REQUIREMENT — Emit a verbatim copy of the lines running from the line with "Can you see the temple finial?" through the end of the material below.

STORED RECORDS —
■ ■ ■ ■ ■ ■ ■

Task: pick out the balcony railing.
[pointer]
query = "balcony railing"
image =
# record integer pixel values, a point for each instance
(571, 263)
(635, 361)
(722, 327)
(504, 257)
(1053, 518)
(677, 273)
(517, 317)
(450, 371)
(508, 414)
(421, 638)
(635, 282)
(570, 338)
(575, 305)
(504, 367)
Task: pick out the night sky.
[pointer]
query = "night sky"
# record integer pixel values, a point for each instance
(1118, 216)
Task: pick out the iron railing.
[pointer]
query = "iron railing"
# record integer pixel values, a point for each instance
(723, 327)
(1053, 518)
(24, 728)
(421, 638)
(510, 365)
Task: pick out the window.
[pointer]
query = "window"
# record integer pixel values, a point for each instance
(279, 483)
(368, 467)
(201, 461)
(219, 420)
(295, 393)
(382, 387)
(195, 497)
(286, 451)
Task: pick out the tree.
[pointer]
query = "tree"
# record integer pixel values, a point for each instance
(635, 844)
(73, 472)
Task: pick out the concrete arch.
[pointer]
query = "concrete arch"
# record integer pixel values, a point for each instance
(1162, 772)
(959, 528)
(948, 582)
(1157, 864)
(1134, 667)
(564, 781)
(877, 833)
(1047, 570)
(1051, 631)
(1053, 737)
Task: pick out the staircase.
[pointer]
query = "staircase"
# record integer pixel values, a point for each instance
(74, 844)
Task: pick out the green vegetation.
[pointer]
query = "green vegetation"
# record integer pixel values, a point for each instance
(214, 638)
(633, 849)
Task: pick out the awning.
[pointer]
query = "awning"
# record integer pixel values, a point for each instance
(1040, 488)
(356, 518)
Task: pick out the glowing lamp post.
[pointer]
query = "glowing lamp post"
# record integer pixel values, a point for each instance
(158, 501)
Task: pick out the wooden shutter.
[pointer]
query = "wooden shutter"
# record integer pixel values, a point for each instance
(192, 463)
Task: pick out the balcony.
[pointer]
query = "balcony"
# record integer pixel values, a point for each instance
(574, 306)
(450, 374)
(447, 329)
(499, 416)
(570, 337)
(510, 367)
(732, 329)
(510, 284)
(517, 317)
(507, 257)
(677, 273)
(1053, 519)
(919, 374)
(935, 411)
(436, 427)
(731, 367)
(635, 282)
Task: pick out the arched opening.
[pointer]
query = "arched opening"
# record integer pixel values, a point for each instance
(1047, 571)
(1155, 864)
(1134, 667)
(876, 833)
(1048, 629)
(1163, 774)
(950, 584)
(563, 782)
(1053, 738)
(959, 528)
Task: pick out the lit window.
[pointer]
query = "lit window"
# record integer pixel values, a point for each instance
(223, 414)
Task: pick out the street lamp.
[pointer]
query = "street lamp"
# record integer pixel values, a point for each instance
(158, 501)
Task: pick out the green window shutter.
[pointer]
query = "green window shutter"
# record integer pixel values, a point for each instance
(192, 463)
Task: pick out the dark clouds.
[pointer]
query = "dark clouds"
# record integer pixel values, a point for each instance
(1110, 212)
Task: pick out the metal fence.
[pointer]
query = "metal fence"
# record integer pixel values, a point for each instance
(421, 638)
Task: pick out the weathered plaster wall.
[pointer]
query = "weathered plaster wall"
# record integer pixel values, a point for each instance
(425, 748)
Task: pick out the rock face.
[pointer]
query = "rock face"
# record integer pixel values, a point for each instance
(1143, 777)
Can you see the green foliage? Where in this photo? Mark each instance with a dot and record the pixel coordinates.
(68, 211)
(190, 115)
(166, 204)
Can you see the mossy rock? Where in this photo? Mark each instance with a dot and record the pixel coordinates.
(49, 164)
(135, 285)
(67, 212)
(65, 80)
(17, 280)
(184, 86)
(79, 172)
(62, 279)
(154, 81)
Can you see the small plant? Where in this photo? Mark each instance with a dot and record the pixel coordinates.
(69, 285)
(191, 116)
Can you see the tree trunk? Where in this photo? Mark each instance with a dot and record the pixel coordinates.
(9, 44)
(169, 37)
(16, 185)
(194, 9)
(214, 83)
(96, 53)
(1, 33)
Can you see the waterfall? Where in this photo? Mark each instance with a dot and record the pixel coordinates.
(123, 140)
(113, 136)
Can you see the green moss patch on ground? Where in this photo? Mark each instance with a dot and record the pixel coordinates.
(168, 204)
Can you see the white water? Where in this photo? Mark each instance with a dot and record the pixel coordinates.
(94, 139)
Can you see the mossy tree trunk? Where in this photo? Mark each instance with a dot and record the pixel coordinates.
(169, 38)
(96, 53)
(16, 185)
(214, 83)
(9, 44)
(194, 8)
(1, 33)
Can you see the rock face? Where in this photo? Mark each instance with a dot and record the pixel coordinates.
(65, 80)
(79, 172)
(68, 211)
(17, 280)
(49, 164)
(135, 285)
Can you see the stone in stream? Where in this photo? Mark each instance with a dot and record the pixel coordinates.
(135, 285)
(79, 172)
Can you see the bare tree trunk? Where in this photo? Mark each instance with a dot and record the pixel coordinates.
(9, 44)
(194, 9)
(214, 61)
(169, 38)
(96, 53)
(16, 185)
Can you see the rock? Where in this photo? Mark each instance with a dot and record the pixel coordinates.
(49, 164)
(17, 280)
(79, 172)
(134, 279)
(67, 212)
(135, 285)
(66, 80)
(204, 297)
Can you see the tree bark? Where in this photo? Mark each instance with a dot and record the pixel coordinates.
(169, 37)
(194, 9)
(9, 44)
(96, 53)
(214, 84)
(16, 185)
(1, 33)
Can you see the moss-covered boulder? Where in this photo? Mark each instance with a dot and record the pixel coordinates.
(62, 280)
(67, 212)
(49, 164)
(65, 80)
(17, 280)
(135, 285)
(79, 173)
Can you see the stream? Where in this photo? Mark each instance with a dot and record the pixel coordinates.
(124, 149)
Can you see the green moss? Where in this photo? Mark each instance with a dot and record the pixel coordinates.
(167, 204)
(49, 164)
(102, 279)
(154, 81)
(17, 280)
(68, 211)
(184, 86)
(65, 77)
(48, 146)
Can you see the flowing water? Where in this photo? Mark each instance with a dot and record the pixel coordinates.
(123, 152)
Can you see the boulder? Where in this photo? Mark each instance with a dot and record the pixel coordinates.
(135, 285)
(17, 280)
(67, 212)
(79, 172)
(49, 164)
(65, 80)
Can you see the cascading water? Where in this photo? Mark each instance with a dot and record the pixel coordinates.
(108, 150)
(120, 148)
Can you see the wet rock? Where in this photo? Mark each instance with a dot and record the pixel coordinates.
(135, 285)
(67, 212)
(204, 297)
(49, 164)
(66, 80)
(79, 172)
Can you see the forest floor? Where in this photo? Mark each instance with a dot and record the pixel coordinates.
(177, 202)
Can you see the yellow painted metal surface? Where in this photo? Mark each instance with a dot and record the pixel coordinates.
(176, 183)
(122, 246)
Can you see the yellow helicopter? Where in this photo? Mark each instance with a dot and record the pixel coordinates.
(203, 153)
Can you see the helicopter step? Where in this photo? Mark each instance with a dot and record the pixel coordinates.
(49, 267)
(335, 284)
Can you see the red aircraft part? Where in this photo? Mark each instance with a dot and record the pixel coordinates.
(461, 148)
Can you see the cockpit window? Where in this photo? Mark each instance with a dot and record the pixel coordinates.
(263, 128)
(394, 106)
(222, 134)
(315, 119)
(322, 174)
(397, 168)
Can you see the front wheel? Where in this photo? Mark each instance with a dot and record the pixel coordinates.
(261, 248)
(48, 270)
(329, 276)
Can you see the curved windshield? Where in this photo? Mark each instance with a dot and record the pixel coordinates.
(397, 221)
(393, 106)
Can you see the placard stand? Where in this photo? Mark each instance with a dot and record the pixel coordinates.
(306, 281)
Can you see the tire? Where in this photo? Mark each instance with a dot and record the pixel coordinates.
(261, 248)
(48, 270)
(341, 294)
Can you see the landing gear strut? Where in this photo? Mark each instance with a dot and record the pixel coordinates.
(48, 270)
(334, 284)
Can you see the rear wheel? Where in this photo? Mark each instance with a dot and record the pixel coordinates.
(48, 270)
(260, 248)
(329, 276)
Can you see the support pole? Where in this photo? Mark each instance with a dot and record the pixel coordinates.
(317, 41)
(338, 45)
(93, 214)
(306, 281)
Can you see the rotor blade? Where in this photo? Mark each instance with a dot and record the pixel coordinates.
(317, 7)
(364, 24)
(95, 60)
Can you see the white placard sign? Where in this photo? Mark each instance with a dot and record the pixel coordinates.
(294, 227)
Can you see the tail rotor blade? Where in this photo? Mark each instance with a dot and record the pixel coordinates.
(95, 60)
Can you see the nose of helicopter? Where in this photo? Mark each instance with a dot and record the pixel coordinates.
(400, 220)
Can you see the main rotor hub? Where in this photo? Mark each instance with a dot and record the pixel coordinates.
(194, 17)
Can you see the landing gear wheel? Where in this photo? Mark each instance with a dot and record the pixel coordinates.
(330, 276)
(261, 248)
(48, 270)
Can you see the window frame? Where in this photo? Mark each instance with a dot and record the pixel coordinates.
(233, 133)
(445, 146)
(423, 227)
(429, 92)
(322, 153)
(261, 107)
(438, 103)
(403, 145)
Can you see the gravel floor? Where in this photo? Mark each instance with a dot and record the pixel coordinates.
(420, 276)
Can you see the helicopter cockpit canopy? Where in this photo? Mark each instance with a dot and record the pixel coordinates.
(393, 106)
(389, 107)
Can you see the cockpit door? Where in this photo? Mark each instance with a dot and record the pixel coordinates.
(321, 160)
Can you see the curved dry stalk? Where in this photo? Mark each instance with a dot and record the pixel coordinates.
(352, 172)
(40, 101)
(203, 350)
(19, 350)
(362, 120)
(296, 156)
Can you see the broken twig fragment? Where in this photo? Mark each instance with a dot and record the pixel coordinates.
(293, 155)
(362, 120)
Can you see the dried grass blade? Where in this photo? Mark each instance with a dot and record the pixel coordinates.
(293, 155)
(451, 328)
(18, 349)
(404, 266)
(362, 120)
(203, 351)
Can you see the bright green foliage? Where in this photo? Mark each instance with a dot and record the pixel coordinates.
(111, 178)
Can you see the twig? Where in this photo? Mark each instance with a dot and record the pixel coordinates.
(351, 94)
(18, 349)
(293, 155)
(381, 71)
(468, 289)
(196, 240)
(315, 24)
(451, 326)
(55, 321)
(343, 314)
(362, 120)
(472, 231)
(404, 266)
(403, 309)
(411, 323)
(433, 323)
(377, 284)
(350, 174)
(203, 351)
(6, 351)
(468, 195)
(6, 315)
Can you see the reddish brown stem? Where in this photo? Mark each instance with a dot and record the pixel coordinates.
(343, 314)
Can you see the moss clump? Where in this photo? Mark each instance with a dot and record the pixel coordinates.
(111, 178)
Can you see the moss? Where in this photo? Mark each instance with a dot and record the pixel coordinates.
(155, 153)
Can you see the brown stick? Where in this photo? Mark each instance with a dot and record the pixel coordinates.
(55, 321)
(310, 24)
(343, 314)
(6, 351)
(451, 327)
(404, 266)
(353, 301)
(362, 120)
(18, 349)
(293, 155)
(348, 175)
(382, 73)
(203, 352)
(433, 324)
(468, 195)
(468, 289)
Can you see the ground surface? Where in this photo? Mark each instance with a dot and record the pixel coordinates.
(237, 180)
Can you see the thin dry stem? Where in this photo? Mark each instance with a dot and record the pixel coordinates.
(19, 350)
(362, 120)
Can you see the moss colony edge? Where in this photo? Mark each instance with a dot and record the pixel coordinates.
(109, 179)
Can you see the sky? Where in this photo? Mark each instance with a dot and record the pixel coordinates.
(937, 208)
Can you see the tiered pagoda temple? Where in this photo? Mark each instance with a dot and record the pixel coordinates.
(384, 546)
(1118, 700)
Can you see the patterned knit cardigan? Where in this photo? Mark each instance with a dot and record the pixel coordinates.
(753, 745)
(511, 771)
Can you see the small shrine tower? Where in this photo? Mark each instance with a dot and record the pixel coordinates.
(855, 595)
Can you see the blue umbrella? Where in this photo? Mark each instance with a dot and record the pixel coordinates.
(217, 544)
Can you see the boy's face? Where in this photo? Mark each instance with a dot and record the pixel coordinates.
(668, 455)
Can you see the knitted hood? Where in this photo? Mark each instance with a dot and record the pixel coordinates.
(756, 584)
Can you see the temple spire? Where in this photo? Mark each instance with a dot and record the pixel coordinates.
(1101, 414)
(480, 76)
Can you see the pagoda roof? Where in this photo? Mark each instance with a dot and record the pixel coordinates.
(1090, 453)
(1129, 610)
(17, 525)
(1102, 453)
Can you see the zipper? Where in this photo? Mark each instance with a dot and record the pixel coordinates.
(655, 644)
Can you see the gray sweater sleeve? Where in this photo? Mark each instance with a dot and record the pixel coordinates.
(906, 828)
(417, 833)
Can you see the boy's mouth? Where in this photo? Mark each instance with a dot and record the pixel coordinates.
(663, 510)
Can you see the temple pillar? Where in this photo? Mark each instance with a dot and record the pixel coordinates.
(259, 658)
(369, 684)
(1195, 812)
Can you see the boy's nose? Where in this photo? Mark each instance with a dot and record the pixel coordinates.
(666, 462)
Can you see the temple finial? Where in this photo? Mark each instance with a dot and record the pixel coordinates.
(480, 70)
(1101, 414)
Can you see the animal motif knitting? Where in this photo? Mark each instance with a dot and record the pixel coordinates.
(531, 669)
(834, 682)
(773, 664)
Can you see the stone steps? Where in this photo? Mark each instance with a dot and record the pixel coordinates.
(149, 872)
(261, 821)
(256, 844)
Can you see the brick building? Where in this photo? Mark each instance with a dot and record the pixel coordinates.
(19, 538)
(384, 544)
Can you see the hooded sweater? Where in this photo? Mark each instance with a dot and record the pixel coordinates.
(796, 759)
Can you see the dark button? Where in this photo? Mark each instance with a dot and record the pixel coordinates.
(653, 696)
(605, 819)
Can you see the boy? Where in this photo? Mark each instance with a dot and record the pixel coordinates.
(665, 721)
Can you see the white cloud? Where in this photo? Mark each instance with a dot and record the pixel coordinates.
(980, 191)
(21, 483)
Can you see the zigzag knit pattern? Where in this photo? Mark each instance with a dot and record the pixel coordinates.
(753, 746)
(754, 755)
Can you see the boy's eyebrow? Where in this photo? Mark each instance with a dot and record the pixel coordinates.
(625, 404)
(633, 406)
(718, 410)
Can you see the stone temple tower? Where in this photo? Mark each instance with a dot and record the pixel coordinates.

■ ■ ■ ■ ■ ■ ■

FINAL RESULT —
Can you see the temple finial? Where in this photo? Mark each instance with a dot and record the pixel coordinates.
(480, 70)
(1101, 414)
Can you see the animal motif knitting? Where in this photo? Mark each instance with a dot and record the pixel coordinates.
(531, 669)
(834, 682)
(773, 664)
Can you see the stone steps? Where in this photo? Mark each instance with a dot and record the pixel coordinates.
(149, 872)
(261, 821)
(256, 844)
Can you see the brick building? Where in this photo? Mark each instance with a dot and record the pixel coordinates.
(19, 538)
(384, 544)
Can you see the hooded sweater? Where in this photo? Mark each instance with a dot and record the pixel coordinates.
(796, 759)
Can you see the dark button? Where in this photo? Mark each instance with a dot and record the pixel coordinates.
(653, 696)
(605, 819)
Can you see the boy? Where in this photo? Mark each instance with a dot and record the pixel coordinates.
(665, 721)
Can you see the white cloud? Where in this photo? Mark each instance with a dot and record the pixel coordinates.
(980, 191)
(21, 483)
Can you see the zigzag knit pattern? Where in this photo? Mark each instance with a dot and record the pixel coordinates.
(753, 746)
(754, 755)
Can you see the boy's eyebrow? Where in this photo? Mark each instance with a dot and record the pixel coordinates.
(625, 404)
(633, 406)
(718, 410)
Can you see the stone temple tower? Where in this photo? Mark each instance with a dot and record the pixel coordinates.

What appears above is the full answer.